-- READING PASSAGE follows --

Nobody had as much prestige and influence in this field as Camille ROY. A professor and later rector at UNIVERSITÉ LAVAL, he transposed to Québec the principles of 19th-century French criticism, with emphasis on the methodology and assumptions of Gustave Lanson and, to an even greater degree, the thought of Ferdinand Brunetière. Roy, however, also believed that allowances had to be made for the infant state of the literature to which these principles were being applied. He therefore lavished praise on many mediocre works and saved his wrath for the defence of Catholic morality and the French classical ideal of clarity. Despite occasional opposition, like that of journalist Jules Fournier, who took him to task for applying to nonentities critical methodologies developed for the study of masterpieces, Roy dominated and guided the perception of French Canadian literature for almost half a century. He had many disciples, including Maurice Hébert and priest-critics Albert Dandurand, Émile Chartier, Henri d'Arles, Marc-Antonin Lamarche and Samuel Baillargeon, who produced pedagogic works imbued with the ideals of French classicism and strict moral tone. In contrast, Louis Dantin, who wrote a remarkable introduction to the poetry of Émile NELLIGAN, was a sensitive aesthete and a man of subtlety, eclectic tastes and freedom from doctrinal limitations.

The pro-establishment narrowness of this literature and literary criticism explains the violence of the clash, which lasted 1918-48 under a variety of forms and pretexts, between the literary schools of the "men of the soil" and the "exotists" - the former seeking a "national" literature expressed in a "Canadien" language, the latter, partisans of French linguistic norms, preaching emancipation from any form of regionalism. The basic argument resurfaced in the 1960s and 70s, this time in the form of a debate about the choice of language and centering on the publications and critiques of PARTI PRIS and the early plays of Michel TREMBLAY.

After WWII, several critics of considerable stature emerged, among them Guy Sylvestre, Pierre de Grandpré, Roger Duhamel and Gilles MARCOTTE; the last three were, at different times, in charge of the literary page of LE DEVOIR. From the start of the 1960s, the tradition of journalistic criticism was maintained in the departments or weekly supplements of newspapers such as LA PRESSE, Le Devoir and Le Droit and in magazines such as Lettres québécoises devoted to current literature. National radio had a few programs of literary criticism, but television (whether Radio-Québec or Radio-Canada) virtually ignored the whole field.

The greatest growth of criticism in the last 20 years has been in university literature departments. Though it keeps close watch on French literature, this criticism is primarily concerned with Québec writings. Inspired by the transformations of criticism in France, it has multiplied and diversified its methodologies to thematic analysis, psychocriticism, sociocriticism and, more recently, structuralism and semiotics.

The 3 principal university magazines in Québec are Études françaises (U de Montréal), Études littéraires (U Laval) and Voix et images (U du Québec). The universities have also produced a wide range of monographs and surveys, most of them published in university-press collections: "Lignes québécoises" (Presses de l'Université de Montréal), "Vie des lettres québécoises" (Presses de l'Université Laval), "Cahiers du CRCCF" (Éditions de l'Université d'Ottawa), and "Constantes" and "Littérature" in the "Cahiers du Québec" series (Éditions HMH).

Despite the explosive growth of criticism since 1960 and a tradition that is more than a century old, no history of criticism has yet been written which pays as much attention to its specifically literary evolution as to its ideological evolution. Moreover, critics are now questioning the degree of their dependence on outside - especially French - methodologies and arguing the need to develop their own, along with appropriate literary theories. This may be the trend of the future.

-- READING PASSAGE concluded --

**EXERCISE OBJECTIVE**: In the passage on Québec literary criticism, which journalist faulted Camille Roy for applying critical methods developed for masterpieces to nonentities? Rely only on the passage on Québec literary criticism.

-- THE DATA follows --

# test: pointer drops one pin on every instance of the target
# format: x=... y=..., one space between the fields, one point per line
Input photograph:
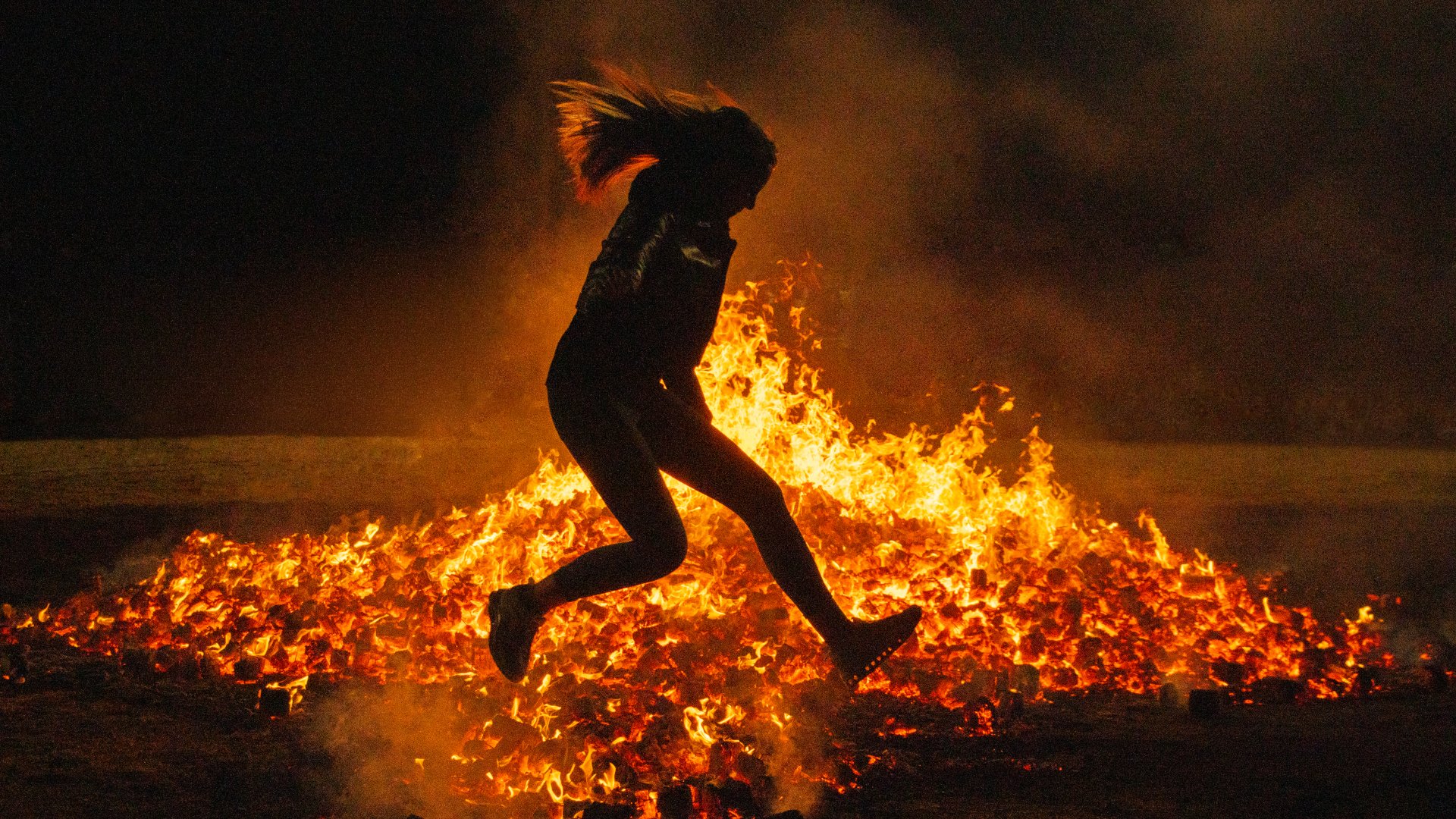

-- THE DATA concluded --

**RESULT**: Jules Fournier